··· DATA EXCERPTS

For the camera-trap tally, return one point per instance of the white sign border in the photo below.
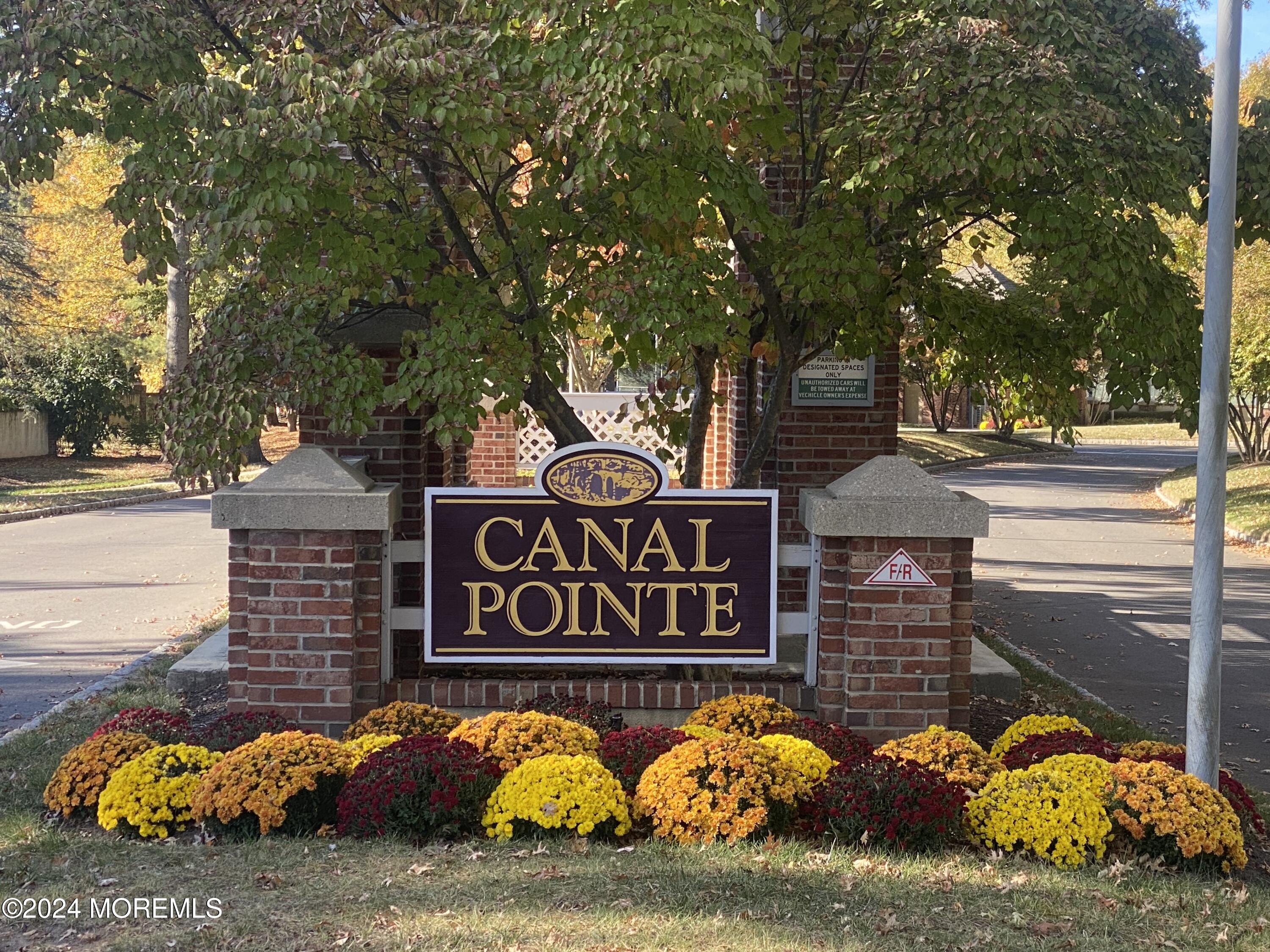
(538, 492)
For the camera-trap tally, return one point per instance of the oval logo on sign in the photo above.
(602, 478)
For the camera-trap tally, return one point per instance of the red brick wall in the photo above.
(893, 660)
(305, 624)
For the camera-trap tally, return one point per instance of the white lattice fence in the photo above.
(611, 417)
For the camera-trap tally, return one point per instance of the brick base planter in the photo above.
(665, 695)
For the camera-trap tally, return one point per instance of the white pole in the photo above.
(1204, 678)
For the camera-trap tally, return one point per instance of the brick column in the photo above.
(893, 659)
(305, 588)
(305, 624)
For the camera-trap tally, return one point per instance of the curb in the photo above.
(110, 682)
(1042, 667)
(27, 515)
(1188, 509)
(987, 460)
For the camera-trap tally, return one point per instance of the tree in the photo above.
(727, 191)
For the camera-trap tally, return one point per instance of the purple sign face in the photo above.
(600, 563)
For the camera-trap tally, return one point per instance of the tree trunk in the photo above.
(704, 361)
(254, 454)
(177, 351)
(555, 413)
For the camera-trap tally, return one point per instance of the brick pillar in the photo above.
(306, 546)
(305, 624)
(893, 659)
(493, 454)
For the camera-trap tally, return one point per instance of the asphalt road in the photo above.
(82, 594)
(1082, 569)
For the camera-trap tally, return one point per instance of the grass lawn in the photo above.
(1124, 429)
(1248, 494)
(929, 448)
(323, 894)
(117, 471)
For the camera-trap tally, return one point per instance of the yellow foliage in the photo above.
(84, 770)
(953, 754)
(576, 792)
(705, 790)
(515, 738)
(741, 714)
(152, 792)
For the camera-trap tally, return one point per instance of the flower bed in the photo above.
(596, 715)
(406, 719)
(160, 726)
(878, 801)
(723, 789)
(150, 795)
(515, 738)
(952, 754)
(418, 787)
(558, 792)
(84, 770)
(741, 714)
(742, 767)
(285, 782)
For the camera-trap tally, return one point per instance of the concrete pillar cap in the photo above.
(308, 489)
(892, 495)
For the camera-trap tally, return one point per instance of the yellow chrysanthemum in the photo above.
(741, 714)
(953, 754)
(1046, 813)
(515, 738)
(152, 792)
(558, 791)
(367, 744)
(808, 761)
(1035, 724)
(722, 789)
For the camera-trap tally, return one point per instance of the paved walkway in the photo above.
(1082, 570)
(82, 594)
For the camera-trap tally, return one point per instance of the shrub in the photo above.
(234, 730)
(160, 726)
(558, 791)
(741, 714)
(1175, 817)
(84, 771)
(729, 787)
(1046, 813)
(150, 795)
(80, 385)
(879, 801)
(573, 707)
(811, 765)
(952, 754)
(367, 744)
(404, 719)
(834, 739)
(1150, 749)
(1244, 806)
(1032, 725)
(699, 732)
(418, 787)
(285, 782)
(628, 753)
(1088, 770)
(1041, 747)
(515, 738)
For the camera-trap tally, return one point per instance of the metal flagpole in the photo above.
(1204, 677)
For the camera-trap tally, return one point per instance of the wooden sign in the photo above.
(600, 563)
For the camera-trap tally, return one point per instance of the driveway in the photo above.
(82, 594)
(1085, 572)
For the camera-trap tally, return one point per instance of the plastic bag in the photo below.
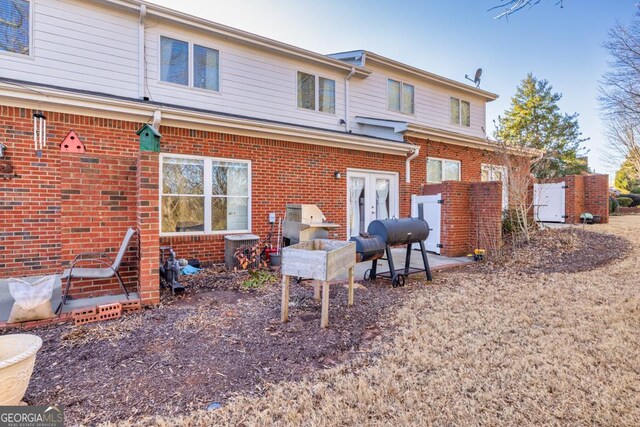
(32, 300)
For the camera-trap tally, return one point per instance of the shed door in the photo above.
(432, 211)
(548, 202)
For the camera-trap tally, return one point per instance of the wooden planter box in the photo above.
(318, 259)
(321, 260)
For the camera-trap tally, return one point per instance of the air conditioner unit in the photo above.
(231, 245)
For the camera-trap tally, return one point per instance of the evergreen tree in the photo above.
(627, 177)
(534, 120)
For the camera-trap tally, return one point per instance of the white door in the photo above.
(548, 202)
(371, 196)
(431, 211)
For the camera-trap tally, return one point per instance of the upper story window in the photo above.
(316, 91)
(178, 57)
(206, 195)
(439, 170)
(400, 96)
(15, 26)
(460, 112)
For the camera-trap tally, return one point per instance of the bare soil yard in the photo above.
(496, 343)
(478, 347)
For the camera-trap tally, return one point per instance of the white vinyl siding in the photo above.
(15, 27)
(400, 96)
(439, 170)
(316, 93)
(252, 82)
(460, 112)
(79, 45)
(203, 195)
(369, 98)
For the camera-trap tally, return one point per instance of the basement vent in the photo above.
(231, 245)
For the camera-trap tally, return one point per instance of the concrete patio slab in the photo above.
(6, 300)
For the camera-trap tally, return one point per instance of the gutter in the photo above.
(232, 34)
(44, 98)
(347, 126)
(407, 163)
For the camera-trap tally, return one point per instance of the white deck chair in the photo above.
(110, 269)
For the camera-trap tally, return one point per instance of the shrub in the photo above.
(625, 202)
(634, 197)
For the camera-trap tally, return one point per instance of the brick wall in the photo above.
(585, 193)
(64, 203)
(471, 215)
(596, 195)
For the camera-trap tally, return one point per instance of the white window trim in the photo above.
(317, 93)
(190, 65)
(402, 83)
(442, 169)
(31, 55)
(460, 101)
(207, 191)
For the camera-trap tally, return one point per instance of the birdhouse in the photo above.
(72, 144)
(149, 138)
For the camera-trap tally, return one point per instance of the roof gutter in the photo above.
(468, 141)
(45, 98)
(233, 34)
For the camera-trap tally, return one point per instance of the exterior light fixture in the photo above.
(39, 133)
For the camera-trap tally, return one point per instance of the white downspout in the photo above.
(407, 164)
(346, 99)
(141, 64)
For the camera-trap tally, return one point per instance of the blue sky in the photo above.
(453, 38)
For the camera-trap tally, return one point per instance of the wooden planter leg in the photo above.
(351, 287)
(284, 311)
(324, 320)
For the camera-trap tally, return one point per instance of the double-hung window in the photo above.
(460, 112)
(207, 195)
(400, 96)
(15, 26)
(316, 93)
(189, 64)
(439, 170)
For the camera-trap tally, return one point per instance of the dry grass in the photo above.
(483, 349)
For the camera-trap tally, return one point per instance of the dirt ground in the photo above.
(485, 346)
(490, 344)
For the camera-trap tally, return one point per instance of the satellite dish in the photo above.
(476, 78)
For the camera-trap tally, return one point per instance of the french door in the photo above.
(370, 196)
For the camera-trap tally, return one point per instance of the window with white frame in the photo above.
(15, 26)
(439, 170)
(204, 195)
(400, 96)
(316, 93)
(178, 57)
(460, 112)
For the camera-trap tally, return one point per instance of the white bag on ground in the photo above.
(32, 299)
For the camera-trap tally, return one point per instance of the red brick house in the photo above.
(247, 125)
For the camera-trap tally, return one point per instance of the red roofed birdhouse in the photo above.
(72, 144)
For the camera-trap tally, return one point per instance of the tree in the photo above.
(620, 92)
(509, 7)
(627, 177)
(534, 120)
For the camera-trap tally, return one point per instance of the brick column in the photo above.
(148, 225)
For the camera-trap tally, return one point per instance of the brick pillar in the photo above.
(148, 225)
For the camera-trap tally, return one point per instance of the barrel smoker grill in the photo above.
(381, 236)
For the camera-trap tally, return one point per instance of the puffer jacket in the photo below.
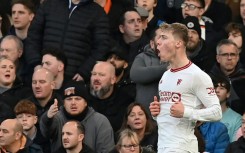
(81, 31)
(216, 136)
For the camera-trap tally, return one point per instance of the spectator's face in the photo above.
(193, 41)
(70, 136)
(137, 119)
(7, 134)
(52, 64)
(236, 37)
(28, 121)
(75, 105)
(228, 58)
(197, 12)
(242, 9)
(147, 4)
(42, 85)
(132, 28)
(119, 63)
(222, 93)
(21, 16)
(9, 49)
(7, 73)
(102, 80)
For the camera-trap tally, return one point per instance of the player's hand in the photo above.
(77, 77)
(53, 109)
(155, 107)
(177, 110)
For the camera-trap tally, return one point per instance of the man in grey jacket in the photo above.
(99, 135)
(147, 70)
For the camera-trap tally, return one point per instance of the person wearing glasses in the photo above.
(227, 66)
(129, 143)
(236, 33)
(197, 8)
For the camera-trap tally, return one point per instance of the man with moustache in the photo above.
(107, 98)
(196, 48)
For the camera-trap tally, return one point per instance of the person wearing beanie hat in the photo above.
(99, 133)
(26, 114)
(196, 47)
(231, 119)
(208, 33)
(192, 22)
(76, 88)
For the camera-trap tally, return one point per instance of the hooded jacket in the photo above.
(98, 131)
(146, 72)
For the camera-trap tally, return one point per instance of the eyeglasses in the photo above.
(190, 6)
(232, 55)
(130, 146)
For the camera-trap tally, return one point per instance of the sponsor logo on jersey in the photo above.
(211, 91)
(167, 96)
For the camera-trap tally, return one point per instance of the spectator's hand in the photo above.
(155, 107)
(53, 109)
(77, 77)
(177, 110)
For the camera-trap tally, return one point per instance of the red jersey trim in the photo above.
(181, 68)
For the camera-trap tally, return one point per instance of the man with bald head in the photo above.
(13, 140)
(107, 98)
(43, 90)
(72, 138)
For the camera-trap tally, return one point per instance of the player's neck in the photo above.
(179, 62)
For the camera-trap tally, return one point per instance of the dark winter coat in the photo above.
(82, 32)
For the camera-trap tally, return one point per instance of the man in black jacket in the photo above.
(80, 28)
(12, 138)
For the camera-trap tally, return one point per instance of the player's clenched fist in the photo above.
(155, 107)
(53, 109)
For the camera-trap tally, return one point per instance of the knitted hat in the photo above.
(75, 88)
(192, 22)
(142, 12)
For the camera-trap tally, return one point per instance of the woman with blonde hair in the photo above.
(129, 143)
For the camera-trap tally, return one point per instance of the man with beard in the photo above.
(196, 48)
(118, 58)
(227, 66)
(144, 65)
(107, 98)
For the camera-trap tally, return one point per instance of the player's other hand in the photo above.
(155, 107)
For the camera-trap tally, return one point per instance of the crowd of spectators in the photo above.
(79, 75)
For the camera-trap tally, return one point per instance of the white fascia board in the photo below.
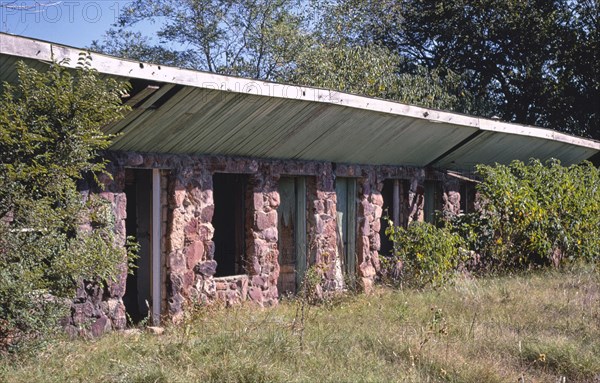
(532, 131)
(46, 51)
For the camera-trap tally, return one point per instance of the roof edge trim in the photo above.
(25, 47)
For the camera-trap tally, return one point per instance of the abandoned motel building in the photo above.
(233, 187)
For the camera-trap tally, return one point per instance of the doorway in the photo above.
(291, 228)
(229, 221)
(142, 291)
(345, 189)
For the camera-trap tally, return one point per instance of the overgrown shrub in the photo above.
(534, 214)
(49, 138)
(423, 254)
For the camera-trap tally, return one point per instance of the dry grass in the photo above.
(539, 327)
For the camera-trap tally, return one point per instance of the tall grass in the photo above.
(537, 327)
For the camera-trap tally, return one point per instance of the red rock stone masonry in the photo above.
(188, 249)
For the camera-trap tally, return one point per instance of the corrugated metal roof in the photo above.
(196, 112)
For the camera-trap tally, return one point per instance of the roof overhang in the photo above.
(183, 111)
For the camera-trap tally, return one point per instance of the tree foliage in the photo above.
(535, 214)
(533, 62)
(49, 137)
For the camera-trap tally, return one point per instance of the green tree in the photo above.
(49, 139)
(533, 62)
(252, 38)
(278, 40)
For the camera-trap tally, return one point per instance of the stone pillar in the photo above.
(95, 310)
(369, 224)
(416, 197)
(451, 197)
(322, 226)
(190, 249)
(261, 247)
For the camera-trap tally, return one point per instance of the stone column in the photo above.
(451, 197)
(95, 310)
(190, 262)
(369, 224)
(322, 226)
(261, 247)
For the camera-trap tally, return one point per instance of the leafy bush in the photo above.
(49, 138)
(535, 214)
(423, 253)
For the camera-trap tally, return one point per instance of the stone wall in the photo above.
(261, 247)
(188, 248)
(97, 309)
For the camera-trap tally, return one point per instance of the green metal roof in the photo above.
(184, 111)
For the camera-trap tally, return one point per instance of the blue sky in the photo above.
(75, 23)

······

— PROBLEM REQUIREMENTS —
Copy exactly, with no other lines, the stretch of the material that begins at the line containing "tall grass in the photo above." and ends at its last line.

— RESPONSE BELOW —
For the camera-trap tally, return one point per instance of the tall grass in the photo above.
(537, 327)
For the camera-trap tally, return one point per instance of the red rock stone masonry in the photo above.
(188, 249)
For the camera-trap tally, return one point per instance of the corrugated metal roof in the photo above.
(196, 112)
For the camera-trap tally, return one point per instance of the roof overhang in the photo above.
(183, 111)
For the camera-trap tally, return one point per instance of the tree foliage in the photo above.
(535, 214)
(533, 62)
(49, 137)
For the camera-trap tally, return one point per instance of the green tree in the photo above.
(49, 139)
(533, 62)
(252, 38)
(278, 40)
For the camera-trap tally, return one point per instance of the stone pillar in the photo above.
(95, 310)
(369, 224)
(416, 197)
(451, 197)
(322, 226)
(190, 249)
(261, 247)
For the camera-trap tally, return one point per instance of the stone column in the photo above.
(451, 197)
(95, 310)
(190, 262)
(369, 224)
(322, 226)
(261, 247)
For the camera-trap tally, return one point per instance of the leafy bush in the photo above.
(49, 138)
(535, 214)
(423, 253)
For the camera-trap tally, return one point per instance of the stone wall in the photo above.
(261, 247)
(188, 248)
(97, 309)
For the camera-trap tally, return one point per instance of the green metal roof in the photo above.
(184, 111)
For the camera-trap tally, return one point per instance of the blue sky in the photo above.
(75, 23)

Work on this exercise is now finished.